Exercise details: Reproduce the full set of records that follow, exactly as shown.

Provided data:
>>

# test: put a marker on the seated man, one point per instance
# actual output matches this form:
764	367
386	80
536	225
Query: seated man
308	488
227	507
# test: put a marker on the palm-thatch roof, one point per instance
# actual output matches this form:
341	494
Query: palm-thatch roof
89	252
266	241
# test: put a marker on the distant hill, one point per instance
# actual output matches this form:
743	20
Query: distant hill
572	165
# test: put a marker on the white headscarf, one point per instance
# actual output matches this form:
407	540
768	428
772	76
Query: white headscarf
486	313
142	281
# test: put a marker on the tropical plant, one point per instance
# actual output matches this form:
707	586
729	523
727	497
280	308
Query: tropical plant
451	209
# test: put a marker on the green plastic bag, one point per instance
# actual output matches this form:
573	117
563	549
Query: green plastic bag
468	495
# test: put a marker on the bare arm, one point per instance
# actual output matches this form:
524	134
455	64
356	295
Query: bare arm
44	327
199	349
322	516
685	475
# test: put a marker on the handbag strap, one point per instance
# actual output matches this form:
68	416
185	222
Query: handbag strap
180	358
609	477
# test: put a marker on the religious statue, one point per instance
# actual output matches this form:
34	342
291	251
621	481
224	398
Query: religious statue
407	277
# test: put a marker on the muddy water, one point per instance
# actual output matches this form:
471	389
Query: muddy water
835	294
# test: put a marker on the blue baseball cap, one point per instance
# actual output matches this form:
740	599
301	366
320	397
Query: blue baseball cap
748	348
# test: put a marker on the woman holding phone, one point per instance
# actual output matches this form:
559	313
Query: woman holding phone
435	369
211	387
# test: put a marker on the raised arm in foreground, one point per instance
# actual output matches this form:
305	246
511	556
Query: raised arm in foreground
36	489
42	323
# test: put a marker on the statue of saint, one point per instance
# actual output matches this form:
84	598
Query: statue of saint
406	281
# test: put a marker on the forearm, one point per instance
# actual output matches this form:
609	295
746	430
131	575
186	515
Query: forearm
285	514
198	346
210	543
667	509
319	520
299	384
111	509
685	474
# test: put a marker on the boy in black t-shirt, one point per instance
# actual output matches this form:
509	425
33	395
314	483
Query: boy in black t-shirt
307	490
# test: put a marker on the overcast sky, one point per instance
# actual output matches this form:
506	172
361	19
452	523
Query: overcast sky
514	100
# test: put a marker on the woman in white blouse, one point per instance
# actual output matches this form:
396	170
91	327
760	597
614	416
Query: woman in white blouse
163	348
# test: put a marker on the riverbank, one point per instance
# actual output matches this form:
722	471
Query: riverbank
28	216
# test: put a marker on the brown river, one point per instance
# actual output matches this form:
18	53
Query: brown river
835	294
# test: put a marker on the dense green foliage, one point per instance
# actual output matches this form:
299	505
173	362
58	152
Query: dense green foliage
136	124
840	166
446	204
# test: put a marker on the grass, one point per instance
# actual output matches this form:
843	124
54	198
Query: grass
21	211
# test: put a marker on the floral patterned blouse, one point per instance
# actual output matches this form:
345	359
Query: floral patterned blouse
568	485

<<

Written solution:
# test: put a marker on the seated man, one point per instance
# actual output matches this form:
764	367
386	80
536	225
Query: seated man
308	488
227	507
# test: put a marker on the palm-thatch roof, one point per instance
# actual output matches this form:
341	494
Query: palm-thatch roof
89	252
266	241
# test: put a marker on the distant hill, one point per instance
# actual output matches this form:
743	20
Query: distant hill
572	165
# test: put a marker on the white headscarf, one point per instance
# actual output matches this form:
407	540
768	428
772	76
Query: white headscarf
486	313
142	281
# test: put a marker on the tropical plant, one point per instance
# actual output matches this form:
707	586
729	523
727	497
280	308
Query: tropical plant
451	209
# test: put a marker on the green plastic bag, one point per instance
# actual output matches this form:
573	117
563	549
Query: green plastic bag
468	495
# test: put a marker on the bare arm, one point per instance
# actual output matches this form:
524	134
455	64
356	295
Query: bare arm
44	327
199	349
322	516
685	475
# test: put a marker on the handbag strap, one point per instance
# actual output matches this form:
68	416
185	222
Query: handbag strap
180	358
609	477
# test: put a marker on the religious statue, one point per instance
# actual output matches this form:
34	342
291	251
621	481
224	398
Query: religious statue
407	277
# test: put a marker on the muddy water, one point per instance
# actual output matches this form:
471	389
Query: muddy water
835	294
# test: put a marker on the blue baseball cap, one point per instance
# actual output matches this form:
740	599
301	366
320	397
Query: blue baseball cap
748	348
# test: put a marker on the woman holding phone, one point per instance
# actual output matches this form:
559	313
Query: woman holding phone
435	369
211	387
# test: put a marker on the raised arm in foreground, one point per instance
# actual output matches this form:
305	246
511	556
Query: raised arm in foreground
36	489
42	323
# test: put a marker on the statue of saint, one point per instance
# actual output matches this form:
84	598
Query: statue of saint
406	281
# test: put a marker on the forearm, one point per instance
# actual output matches this form:
609	295
746	430
131	575
186	515
Query: forearm
285	514
198	346
210	543
667	509
319	520
299	384
111	509
685	474
# test: put a marker on the boy in black t-shirt, one point per instance
# actual output matches this form:
509	425
33	395
314	483
Query: boy in black t-shirt
307	490
# test: put a marker on the overcast sky, one point per instance
# actual output matches this form:
506	172
361	19
452	523
Query: overcast sky
514	100
# test: put a marker on the woman in white blouse, one point per instance
# actual output matches this form:
396	170
91	327
760	597
614	416
Query: woman in white blouse
163	348
# test: put a marker on the riverbank, one point per instance
# actual output matches this form:
722	471
Query: riverbank
28	216
# test: put a marker on the brown river, one point per instance
# actual output matches this form:
18	53
Query: brown river
835	294
# test: put a marker on the dense green foliage, one point per instance
# actual output matches this form:
299	505
173	362
58	152
Query: dense green foliage
136	124
840	166
446	204
# test: put a marker on the grass, one point per instance
# actual output matches this form:
843	124
54	198
Query: grass
21	211
# test: put a marker on the floral patterned blouse, one point per instance
# actual output matches this form:
345	359
Query: floral patterned blouse
568	485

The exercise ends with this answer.